Djokovic schon in Indian Wells zerfahren und unkonzentriert

Rivalen erkennen schnell die Verletzlichkeit eines Leitwolfs, der nicht mehr die gewohnte Dominanz ausstrahlt und auf dem Court vorlebt. Schon bei Djokovics sensationeller Zwei-Satz-Niederlage gegen Philipp Kohlschreiber im kalifornischen Indian Wells waren Risse in Auftritt und Erscheinung des Capitano zu spüren, Kohlschreibers Glanzvorstellung, seine Courage und Entschlossenheit waren das eine – Djokovics Zerfahrenheit und Unkonzentriertheit aber das andere. Später lamentierte der Serbe, er habe sich zu sehr „mit anderen Dingen beschäftigt, die nichts direkt mit dem Spiel auf dem Platz zu tun hatten.“

Damit räumte Djokovic auch ein, was er lange Zeit abgestritten hatte – nämlich, dass sich seine Aktivitäten in der höheren oder niederen Tennispolitik, je nach Betrachtungsweise, auch auf seine Form ausgewirkt hätten. Der ehrgeizige Serbe, der dem Spielerrat der Profigewerkschaft ATP vorsitzt, galt als Hauptbetreiber der Ablösung des ATP-Chefs Chris Kermode. Rund um das Masters in Indian Wells kam es auch zu einer Konfrontation zwischen Djokovic und den Altvorderen Roger Federer und Rafael Nadal – die Titanen fühlten sich in den von Djokovic angestoßenen Machtspielchen bewußt übergangen. Djokovic, so erklärte Federer, habe einen Tag vor der entscheidenden Abstimmung über Kermodes Zukunft nicht einmal Zeit für eine Unterredung mit ihm gefunden. Das Ganze wirkte wie eine Widerbelebung alter Animositäten zwischen Djokovic und Federer, früher hatte das Djokovic-Lager gern und oft über die Privilegien des Maestro bei Turnierveranstaltern lamentiert.
# # #
_Anweisung_:
Gib den Quelltext über Djokovic in Indian Wells vollständig und wortgetreu wieder. Die Daten sind eigenständiges Material und gehören nicht zum Quelltext.

_Gespeicherte Daten_:
# # #
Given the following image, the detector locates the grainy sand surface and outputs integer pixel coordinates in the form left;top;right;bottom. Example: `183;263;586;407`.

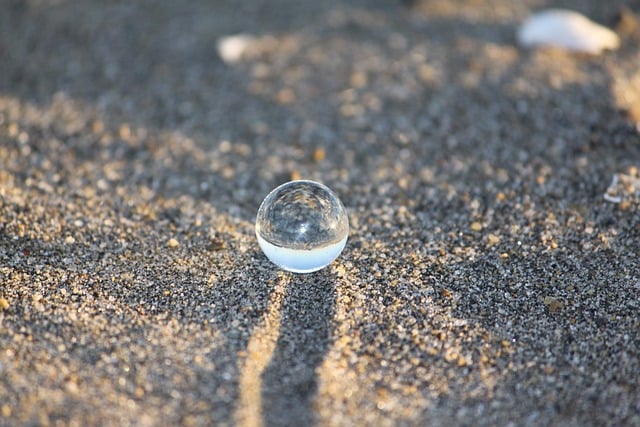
# # #
_Vollständige Antwort_:
Djokovic schon in Indian Wells zerfahren und unkonzentriert

Rivalen erkennen schnell die Verletzlichkeit eines Leitwolfs, der nicht mehr die gewohnte Dominanz ausstrahlt und auf dem Court vorlebt. Schon bei Djokovics sensationeller Zwei-Satz-Niederlage gegen Philipp Kohlschreiber im kalifornischen Indian Wells waren Risse in Auftritt und Erscheinung des Capitano zu spüren, Kohlschreibers Glanzvorstellung, seine Courage und Entschlossenheit waren das eine – Djokovics Zerfahrenheit und Unkonzentriertheit aber das andere. Später lamentierte der Serbe, er habe sich zu sehr „mit anderen Dingen beschäftigt, die nichts direkt mit dem Spiel auf dem Platz zu tun hatten.“

Damit räumte Djokovic auch ein, was er lange Zeit abgestritten hatte – nämlich, dass sich seine Aktivitäten in der höheren oder niederen Tennispolitik, je nach Betrachtungsweise, auch auf seine Form ausgewirkt hätten. Der ehrgeizige Serbe, der dem Spielerrat der Profigewerkschaft ATP vorsitzt, galt als Hauptbetreiber der Ablösung des ATP-Chefs Chris Kermode. Rund um das Masters in Indian Wells kam es auch zu einer Konfrontation zwischen Djokovic und den Altvorderen Roger Federer und Rafael Nadal – die Titanen fühlten sich in den von Djokovic angestoßenen Machtspielchen bewußt übergangen. Djokovic, so erklärte Federer, habe einen Tag vor der entscheidenden Abstimmung über Kermodes Zukunft nicht einmal Zeit für eine Unterredung mit ihm gefunden. Das Ganze wirkte wie eine Widerbelebung alter Animositäten zwischen Djokovic und Federer, früher hatte das Djokovic-Lager gern und oft über die Privilegien des Maestro bei Turnierveranstaltern lamentiert.